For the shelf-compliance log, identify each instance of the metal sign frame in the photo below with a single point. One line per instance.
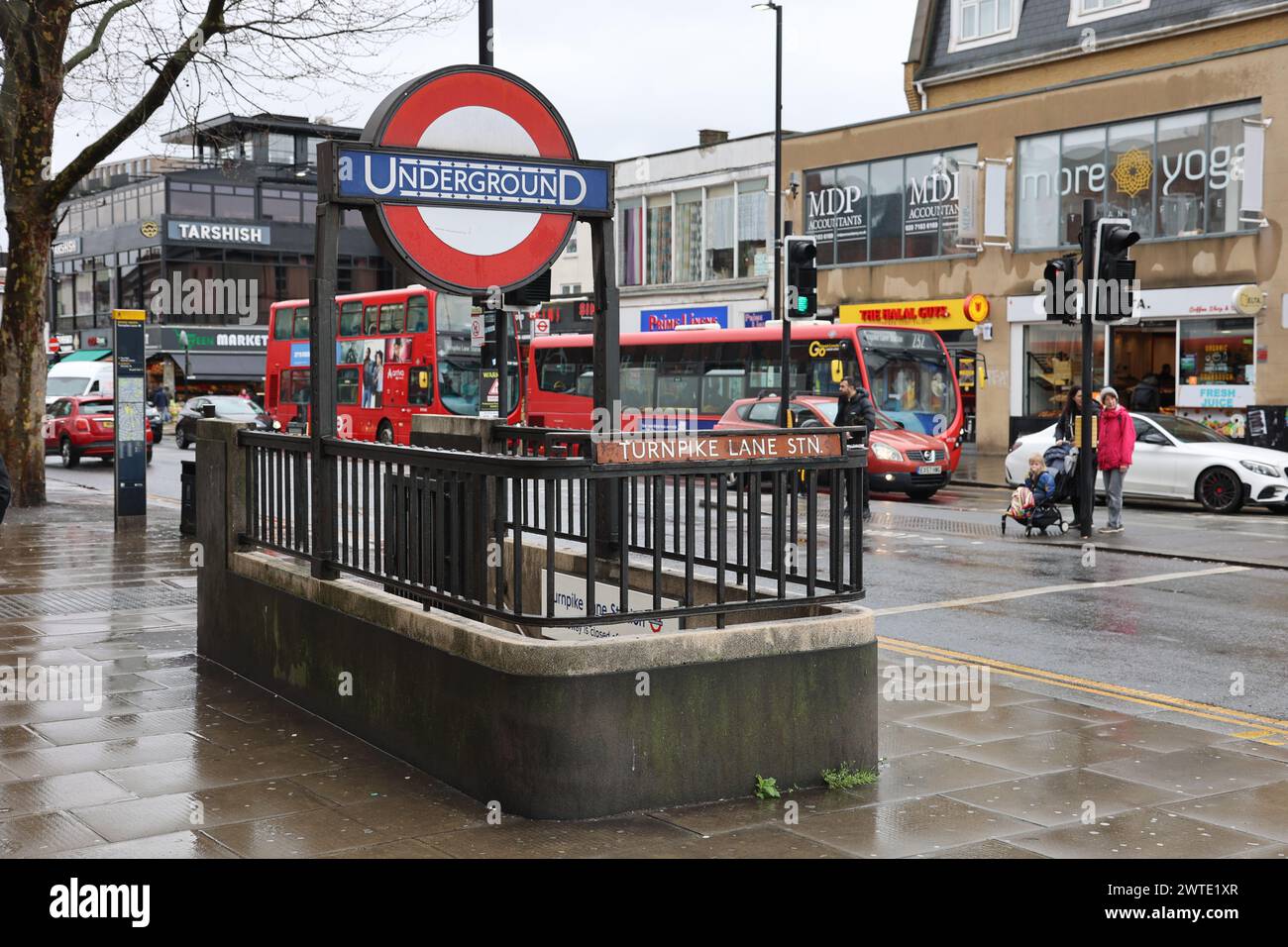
(129, 419)
(322, 286)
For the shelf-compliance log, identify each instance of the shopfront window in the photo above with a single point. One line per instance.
(1052, 367)
(1218, 356)
(752, 227)
(1172, 175)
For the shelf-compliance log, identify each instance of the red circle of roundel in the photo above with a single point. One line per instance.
(403, 128)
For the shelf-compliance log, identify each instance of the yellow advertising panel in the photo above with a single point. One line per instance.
(939, 315)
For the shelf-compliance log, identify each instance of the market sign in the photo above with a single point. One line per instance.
(209, 339)
(671, 450)
(68, 247)
(939, 315)
(469, 176)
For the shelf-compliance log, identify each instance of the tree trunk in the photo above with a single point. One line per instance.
(22, 354)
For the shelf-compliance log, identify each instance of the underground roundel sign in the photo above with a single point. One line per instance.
(471, 178)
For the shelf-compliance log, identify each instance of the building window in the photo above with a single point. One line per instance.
(236, 202)
(688, 236)
(281, 149)
(279, 205)
(980, 22)
(752, 227)
(189, 200)
(1172, 175)
(1090, 11)
(630, 222)
(719, 221)
(658, 244)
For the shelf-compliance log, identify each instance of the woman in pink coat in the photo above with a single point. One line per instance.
(1115, 454)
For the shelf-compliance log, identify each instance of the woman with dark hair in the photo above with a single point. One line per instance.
(1064, 432)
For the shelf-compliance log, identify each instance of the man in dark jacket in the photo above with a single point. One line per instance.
(5, 489)
(853, 407)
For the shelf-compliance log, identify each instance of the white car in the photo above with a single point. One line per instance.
(1180, 459)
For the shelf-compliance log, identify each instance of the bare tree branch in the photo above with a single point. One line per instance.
(211, 25)
(98, 35)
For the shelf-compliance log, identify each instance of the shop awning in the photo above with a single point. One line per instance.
(86, 356)
(222, 367)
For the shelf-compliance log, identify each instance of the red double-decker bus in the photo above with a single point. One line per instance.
(398, 354)
(688, 377)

■ GOAL ■
Express the lines that begin at the line containing "of the white" and stop after the line containing "(1180, 459)" as a two-column CSV with the headers label_text and coordinates. Give each line of wording its own row with the coordinates beneath it, put each value in a quoted field, and turn any line breaks into spaces.

■ SOLUTION FOR THIS TASK ■
label_text,coordinates
"For the shelf-compliance log, identify each instance of the white car in the photo above with a single point. One line per instance.","(1180, 459)"